# [WORK TO COMPLETE]
Find every line in the entries that contains the word "mountain" and copy each one.

# [ENTRIES]
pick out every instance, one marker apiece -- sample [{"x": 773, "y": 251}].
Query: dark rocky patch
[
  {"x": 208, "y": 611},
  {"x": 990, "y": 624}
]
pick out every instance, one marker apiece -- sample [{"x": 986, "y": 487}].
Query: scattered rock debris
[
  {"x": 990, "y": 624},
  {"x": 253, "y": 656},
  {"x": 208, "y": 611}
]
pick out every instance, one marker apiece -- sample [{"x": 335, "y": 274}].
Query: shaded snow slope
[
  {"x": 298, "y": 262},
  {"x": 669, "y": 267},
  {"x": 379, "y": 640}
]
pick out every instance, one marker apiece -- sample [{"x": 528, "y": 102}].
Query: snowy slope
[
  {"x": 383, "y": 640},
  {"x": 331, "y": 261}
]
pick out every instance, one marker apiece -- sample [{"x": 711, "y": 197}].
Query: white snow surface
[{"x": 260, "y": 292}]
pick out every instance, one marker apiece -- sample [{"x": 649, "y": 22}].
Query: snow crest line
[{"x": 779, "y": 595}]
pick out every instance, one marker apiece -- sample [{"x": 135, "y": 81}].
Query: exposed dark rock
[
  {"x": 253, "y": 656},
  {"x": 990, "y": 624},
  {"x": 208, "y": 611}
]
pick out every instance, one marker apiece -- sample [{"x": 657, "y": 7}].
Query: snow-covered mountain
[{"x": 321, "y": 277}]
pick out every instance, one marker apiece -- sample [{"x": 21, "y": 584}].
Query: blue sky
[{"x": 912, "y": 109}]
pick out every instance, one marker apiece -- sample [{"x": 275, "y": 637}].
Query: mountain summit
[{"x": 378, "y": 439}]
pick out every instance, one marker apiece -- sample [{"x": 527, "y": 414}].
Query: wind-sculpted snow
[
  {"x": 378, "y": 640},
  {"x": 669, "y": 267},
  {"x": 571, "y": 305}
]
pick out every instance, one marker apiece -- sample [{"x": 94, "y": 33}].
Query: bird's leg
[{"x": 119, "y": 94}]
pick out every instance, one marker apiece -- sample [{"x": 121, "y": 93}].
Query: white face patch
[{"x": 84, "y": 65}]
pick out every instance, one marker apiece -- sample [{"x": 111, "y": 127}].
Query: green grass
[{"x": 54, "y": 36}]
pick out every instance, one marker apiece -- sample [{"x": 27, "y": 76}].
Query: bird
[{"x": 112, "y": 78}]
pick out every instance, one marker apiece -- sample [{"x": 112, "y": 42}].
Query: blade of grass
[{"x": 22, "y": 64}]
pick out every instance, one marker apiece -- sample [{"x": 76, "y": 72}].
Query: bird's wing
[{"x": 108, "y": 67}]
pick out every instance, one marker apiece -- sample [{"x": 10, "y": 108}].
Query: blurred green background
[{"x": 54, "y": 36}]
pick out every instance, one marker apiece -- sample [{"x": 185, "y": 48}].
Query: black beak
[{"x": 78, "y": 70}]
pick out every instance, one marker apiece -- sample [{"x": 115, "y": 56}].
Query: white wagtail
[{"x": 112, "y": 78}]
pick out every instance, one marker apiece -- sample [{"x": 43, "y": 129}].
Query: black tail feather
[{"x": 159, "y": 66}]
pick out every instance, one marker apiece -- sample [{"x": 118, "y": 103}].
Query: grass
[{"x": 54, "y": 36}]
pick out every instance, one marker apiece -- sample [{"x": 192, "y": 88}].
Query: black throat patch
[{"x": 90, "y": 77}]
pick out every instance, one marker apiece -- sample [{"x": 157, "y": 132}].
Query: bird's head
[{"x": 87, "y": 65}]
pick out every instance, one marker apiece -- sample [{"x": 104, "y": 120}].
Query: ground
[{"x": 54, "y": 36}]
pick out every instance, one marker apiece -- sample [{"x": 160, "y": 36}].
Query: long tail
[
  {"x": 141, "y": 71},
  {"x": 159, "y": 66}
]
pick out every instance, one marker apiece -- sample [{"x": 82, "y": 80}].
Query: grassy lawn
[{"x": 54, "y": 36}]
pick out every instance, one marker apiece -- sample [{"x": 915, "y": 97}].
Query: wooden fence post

# [RESULT BELOW]
Query: snow-covered mountain
Query: mountain summit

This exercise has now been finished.